**Ejercicio breve A:**
Copia sin ningún cambio el tramo de filas que va desde la fila que contiene "Practice. Place a marker on each instance of the welding torch" hasta la que contiene "x=355 y=290", ambas incluidas.

SORAVARDÎ Y LA FILOSOFÍA DE LA LUZ por Henry Corbin

jueves, julio 03, 2014



La restauración de la sabiduría de la antigua Persia.

1.1 Nuestros más recientes estudios nos ponen en condiciones de valorar en su justa medida la importancia de la obra de Shihâboddîn Yahyâ Sohravardî, designado habi­tualmente como shaykh al‑Ishrâq. Su obra se sitúa, en una topografía imagina­ria, en un cruce de caminos. Sohravardî dejó este mundo justa­mente siete años antes que Averroes. En el mismo momento, pues, en que, en el Islam occidental, el «peripate­tismo árabe» encon­traba su última expresión en la obra de Averroes —circunstan­cia que los historiadores occidentales, víctimas de una lamen­table confu­sión que les ha llevado a identificar «filoso­fía» y «filo­sofía de Ave­rroes», han interpretado durante mucho tiem­po como el final de la filosofía del Islam—, en Oriente, en Irán con­cretamente, la obra de Sohra­vardî ilu­mina el nuevo camino por el que pensadores y espiritua­les han transi­tado hasta nues­tros días. Hemos sugeri­do ante­rior­mente que las razones que lleva­ron al declive y la desapa­ri­ción del «avice­nismo latino» son la mis­mas que, por el contrario, motivaron la per­sisten­cia del avice­nismo en Irán, de cuyo horizonte jamás estará ausente, de un modo o de otro, la obra de Sohra­vardî. 

2. La figura de Sohravardî (que no debe confundirse con sus homónimos sufíes, 'Omar y Abû'l‑Najîb Sohravardî) ha que­dado engalanada para nosotros por los seductores encantos de la juventud, pues su trágico destino le arrancó en la flor de la vida de sus inmensos proyectos: 36 años (38 años luna­res) con­taba en el momento de su muerte. Había nacido en el 549/­1155, en el noroeste de Irán, en la antigua Media, en Sohra­vard, ciudad todavía flo­re­ciente en el momento de la tempestad mon­gol. Muy joven aún, inició sus estudios en la ciudad de Merag­heh, en Azerbaidján, marchando posterior­mente a Ispahán, en la zona central de Irán, donde debió en­contrar muy viva la tradi­ción avicenia­na. Pasó después algunos años en el sud­este de Anato­lia, donde recibió una inmejorable acogida por par­te de algunos príncipes seldyúcidas de Rum. Final­mente, se diri­gió a Siria, de donde ya no regresaría. Los doctores de la ley enta­blaron un proceso contra él, cuyo sentido aparecerá al final de esta reseña. Nada pudo salvarle de la venganza del fanático Salâhaddîn, el Saladino de las cruzadas, ni siquiera la amistad que unía a Sohravardî con su propio hijo, al‑Mâlik al‑Zahîr, gobernador de Alepo, que también sería más tarde amigo íntimo de Ibn 'Arabî. Nuestro joven shaykh murió de manera misteriosa en la ciudade­la de Alepo, el 29 de julio de 1191. Sus biógrafos le designan habi­tualmente como el shaykh maqtûl (asesinado, ejecutado). Sus discípulos pre­fieren decir Shaykh shahîd, el shaykh mártir.

**Material proporcionado:**
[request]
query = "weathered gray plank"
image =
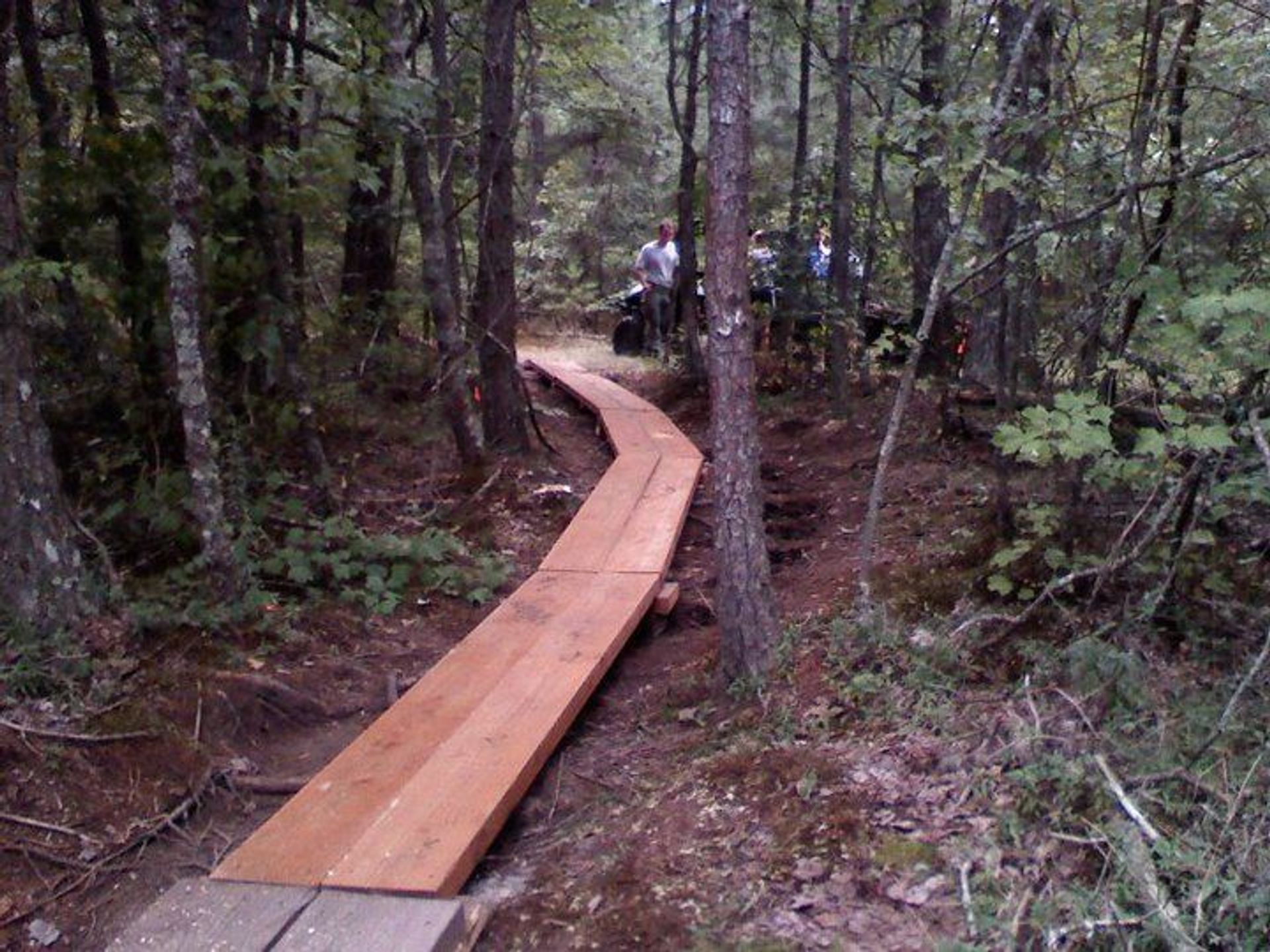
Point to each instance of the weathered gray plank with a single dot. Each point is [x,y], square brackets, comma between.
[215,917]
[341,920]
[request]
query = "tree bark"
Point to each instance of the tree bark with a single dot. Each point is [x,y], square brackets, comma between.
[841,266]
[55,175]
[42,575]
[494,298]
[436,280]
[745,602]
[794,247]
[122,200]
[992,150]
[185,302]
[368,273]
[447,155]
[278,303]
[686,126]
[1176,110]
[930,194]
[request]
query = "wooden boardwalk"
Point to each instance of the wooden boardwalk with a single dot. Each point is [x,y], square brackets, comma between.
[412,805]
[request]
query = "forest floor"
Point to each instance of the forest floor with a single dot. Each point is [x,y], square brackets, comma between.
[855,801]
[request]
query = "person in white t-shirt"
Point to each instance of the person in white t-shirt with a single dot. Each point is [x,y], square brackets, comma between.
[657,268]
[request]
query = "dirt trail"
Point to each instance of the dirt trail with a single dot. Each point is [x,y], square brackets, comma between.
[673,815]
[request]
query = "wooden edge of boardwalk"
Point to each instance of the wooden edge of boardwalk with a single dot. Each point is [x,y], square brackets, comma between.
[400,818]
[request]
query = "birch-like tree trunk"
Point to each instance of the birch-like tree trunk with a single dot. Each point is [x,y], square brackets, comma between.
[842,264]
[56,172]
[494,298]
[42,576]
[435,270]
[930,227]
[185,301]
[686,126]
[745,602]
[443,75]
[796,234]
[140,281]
...
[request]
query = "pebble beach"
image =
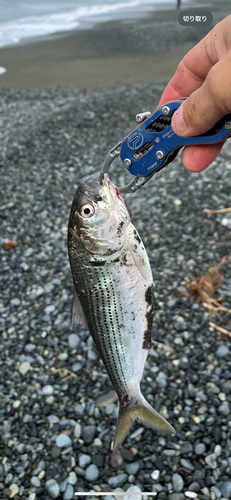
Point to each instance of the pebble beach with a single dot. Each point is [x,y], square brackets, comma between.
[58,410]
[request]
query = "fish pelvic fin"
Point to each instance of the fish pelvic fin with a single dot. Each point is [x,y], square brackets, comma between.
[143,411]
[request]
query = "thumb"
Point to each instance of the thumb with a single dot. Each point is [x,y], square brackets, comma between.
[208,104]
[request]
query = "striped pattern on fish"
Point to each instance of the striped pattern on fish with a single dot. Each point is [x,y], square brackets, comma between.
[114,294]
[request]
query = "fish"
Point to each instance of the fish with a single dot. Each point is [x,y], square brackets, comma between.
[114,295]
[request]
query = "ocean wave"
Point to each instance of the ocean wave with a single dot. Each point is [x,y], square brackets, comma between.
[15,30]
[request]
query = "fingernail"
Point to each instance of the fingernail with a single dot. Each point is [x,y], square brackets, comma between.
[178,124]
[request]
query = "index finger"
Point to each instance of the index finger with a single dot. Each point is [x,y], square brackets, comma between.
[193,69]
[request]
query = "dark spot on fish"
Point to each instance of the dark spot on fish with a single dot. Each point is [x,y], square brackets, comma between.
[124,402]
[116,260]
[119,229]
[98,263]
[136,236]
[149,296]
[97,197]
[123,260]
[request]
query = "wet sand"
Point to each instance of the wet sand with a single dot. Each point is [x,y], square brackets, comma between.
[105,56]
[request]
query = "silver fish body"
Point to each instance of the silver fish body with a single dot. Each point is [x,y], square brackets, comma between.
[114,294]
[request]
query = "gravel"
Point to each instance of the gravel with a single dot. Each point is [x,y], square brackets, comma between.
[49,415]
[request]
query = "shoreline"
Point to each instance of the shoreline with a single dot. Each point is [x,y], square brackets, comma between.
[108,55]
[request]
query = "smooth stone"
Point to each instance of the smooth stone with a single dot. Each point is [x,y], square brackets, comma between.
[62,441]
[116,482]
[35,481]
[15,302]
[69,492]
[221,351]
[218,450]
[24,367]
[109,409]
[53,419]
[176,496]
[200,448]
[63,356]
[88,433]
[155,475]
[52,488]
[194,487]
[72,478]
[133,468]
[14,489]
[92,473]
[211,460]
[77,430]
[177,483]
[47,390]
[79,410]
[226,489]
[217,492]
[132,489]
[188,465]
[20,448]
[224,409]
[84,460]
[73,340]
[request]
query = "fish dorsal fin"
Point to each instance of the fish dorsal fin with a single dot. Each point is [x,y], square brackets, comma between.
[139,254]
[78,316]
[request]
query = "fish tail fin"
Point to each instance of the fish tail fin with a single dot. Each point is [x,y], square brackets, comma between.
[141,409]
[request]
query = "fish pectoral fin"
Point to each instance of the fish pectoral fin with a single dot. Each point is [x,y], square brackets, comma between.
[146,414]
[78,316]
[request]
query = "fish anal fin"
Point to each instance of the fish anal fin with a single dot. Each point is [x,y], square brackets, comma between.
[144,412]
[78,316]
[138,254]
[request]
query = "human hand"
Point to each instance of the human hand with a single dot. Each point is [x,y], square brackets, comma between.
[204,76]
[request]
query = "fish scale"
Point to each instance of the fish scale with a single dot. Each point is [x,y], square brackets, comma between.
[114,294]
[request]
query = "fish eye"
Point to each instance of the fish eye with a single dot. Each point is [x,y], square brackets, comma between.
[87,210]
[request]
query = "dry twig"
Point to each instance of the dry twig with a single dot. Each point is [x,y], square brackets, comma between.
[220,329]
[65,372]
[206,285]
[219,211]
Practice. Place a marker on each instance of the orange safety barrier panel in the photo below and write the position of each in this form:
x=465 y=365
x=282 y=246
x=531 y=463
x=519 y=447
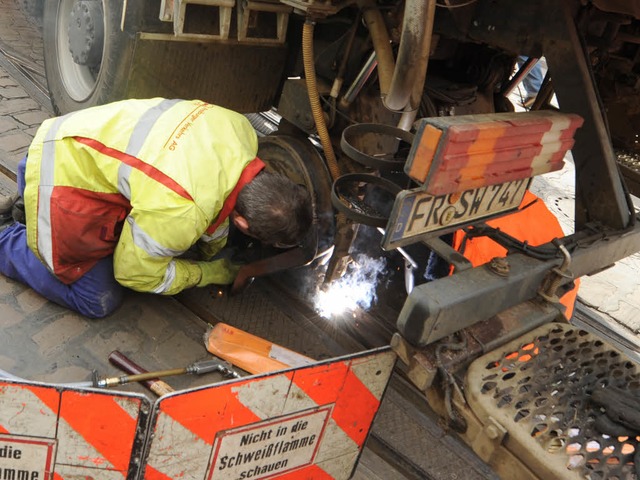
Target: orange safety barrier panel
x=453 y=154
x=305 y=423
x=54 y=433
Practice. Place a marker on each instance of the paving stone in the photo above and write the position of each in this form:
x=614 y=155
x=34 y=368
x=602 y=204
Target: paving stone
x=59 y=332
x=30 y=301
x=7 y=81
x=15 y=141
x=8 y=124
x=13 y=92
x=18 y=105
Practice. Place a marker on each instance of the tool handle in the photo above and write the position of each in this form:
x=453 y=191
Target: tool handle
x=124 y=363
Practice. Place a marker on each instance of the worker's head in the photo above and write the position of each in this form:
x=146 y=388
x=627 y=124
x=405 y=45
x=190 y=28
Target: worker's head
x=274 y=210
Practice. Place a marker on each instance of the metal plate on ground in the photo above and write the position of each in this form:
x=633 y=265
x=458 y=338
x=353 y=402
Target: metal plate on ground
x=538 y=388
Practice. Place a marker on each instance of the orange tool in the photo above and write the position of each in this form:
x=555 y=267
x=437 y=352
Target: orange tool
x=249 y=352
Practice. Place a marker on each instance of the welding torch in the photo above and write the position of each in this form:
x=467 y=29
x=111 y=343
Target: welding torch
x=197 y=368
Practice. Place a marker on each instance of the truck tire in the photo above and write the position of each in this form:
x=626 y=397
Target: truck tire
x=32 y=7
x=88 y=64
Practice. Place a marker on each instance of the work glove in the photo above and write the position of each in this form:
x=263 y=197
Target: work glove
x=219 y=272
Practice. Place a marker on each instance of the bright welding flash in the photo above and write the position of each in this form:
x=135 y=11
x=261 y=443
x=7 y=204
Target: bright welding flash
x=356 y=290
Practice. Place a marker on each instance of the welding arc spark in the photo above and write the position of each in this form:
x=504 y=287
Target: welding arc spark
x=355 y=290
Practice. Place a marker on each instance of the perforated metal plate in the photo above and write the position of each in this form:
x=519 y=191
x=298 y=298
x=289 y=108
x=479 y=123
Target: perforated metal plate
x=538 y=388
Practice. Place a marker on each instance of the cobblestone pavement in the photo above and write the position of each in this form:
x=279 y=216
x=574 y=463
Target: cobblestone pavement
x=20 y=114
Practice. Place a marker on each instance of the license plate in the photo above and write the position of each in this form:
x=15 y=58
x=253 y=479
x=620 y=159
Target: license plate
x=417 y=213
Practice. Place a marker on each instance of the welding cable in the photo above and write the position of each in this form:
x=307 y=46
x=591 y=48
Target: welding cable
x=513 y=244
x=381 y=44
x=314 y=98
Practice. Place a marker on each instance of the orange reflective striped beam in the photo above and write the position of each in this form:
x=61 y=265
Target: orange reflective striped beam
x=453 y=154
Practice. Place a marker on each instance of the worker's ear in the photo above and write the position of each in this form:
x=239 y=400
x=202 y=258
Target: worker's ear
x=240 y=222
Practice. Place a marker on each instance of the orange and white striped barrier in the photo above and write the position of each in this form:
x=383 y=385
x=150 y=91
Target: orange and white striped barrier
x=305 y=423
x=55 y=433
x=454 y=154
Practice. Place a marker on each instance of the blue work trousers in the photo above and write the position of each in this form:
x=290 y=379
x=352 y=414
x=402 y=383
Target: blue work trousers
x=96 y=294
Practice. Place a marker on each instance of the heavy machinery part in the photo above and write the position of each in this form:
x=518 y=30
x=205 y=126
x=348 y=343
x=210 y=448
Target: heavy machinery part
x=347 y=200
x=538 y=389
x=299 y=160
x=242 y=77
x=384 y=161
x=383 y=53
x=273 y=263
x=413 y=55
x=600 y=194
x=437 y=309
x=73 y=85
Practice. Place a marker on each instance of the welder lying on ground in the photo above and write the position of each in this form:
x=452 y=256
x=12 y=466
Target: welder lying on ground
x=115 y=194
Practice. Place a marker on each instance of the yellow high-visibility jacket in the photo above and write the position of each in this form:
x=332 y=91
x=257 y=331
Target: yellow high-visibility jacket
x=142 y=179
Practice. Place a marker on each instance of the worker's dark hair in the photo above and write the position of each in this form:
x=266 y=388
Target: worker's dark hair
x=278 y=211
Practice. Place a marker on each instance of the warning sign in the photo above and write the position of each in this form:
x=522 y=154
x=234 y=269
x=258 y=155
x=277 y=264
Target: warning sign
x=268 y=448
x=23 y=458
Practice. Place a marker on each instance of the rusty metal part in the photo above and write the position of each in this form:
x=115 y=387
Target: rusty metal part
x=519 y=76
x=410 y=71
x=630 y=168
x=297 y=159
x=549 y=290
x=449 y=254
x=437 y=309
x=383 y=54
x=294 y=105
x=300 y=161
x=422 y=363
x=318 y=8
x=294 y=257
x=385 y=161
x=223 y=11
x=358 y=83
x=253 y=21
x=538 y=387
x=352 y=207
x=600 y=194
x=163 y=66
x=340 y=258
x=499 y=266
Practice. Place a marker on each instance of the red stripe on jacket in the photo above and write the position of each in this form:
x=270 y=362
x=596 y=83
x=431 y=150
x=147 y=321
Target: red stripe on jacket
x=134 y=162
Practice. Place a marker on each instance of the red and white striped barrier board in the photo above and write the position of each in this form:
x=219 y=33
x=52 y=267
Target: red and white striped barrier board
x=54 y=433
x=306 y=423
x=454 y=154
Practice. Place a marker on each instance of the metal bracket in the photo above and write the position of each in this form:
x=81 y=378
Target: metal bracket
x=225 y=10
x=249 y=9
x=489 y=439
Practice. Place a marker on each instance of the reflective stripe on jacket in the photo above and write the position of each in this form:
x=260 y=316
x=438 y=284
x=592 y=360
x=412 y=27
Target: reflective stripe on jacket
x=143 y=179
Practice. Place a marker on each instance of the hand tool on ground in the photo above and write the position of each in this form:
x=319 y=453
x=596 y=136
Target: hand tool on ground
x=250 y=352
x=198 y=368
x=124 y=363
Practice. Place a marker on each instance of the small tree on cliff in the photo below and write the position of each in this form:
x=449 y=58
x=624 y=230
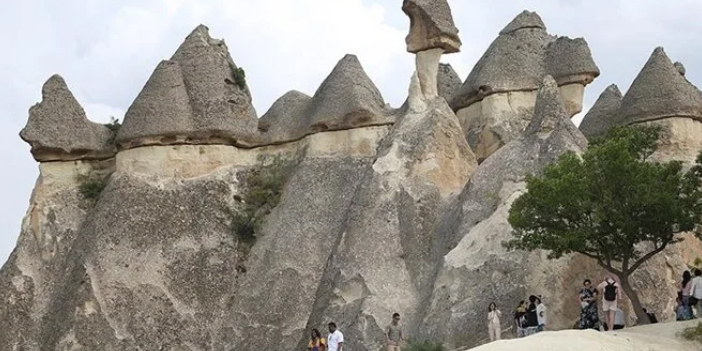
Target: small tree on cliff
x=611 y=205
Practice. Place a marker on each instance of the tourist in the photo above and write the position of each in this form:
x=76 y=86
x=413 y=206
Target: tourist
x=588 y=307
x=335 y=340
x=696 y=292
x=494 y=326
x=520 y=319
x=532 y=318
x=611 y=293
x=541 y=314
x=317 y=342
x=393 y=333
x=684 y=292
* * *
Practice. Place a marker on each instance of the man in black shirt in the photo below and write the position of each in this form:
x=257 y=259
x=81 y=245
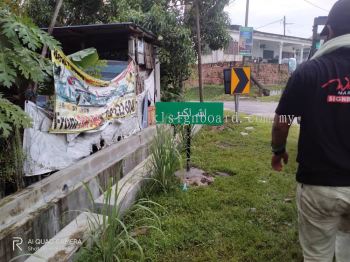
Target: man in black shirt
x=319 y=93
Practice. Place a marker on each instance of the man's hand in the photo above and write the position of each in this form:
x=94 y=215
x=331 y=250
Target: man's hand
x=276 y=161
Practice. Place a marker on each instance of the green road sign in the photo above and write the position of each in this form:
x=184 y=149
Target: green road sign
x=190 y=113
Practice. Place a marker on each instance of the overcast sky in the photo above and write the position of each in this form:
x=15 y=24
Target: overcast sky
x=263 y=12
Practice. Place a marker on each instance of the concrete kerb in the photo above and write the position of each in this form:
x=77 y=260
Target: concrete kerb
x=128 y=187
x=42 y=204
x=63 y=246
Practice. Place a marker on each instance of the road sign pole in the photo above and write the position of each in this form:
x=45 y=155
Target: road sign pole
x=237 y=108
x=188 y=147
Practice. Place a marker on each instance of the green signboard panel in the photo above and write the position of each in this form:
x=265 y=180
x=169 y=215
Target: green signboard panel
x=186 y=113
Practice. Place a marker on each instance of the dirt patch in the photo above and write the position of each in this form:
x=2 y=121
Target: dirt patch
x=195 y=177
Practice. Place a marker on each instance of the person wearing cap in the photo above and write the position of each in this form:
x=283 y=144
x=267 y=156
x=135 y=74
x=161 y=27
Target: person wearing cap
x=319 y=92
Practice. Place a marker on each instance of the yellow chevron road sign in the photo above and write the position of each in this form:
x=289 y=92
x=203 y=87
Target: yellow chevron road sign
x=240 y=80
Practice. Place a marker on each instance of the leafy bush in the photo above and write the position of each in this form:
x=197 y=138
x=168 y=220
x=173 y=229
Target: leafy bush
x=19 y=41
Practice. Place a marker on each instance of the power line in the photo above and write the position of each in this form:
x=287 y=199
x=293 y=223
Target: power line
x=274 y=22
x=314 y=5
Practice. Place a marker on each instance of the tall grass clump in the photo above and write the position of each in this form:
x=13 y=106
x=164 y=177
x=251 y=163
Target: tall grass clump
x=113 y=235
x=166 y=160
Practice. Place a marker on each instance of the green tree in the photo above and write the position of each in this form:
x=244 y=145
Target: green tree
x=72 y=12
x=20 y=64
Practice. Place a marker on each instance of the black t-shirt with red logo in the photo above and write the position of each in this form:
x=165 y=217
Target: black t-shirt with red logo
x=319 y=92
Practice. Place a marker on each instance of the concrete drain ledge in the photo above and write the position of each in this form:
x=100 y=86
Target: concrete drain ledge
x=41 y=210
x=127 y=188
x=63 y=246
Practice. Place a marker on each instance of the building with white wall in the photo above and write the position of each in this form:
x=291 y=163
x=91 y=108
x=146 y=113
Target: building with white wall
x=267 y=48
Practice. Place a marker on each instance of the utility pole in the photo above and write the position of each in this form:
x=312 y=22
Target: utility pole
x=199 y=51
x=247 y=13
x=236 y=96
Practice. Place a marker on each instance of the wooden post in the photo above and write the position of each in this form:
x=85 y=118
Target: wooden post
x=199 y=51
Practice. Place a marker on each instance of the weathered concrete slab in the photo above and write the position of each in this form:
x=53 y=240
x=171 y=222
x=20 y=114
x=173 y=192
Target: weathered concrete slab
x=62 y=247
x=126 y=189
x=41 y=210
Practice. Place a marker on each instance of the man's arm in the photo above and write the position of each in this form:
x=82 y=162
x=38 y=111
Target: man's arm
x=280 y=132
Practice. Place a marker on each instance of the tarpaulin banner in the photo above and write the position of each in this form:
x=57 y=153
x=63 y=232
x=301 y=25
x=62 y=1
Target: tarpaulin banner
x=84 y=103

**Ejercicio breve B:**
Resume en dos oraciones el extracto sobre Sohravardî.

**Resultado del ejercicio A:**
Practice. Place a marker on each instance of the welding torch in the photo above and write the position of each in this form:
x=467 y=29
x=111 y=343
Target: welding torch
x=197 y=368
Practice. Place a marker on each instance of the truck tire in the photo above and write the position of each in this form:
x=626 y=397
Target: truck tire
x=32 y=7
x=88 y=64
Practice. Place a marker on each instance of the work glove in the photo above and write the position of each in this form:
x=263 y=197
Target: work glove
x=219 y=272
Practice. Place a marker on each instance of the bright welding flash in the photo above and write the position of each in this form:
x=135 y=11
x=261 y=443
x=7 y=204
Target: bright welding flash
x=356 y=290
Practice. Place a marker on each instance of the welding arc spark in the photo above and write the position of each in this form:
x=504 y=287
Target: welding arc spark
x=355 y=290

**Resultado del ejercicio B:**
Sohravardî, conocido como shaykh al‑Ishrâq, murió siete años antes que Averroes, y mientras en Occidente el peripatetismo árabe llegaba a su última expresión, su obra abrió en Irán el nuevo camino que pensadores y espirituales han seguido hasta hoy. Nacido en Sohravard en el 549/1155, estudió en Maragheh e Ispahán, vivió en Anatolia y pasó a Siria, donde los doctores de la ley lo procesaron; murió de manera misteriosa en la ciudadela de Alepo el 29 de julio de 1191, a los 36 años, víctima de la venganza de Saladino.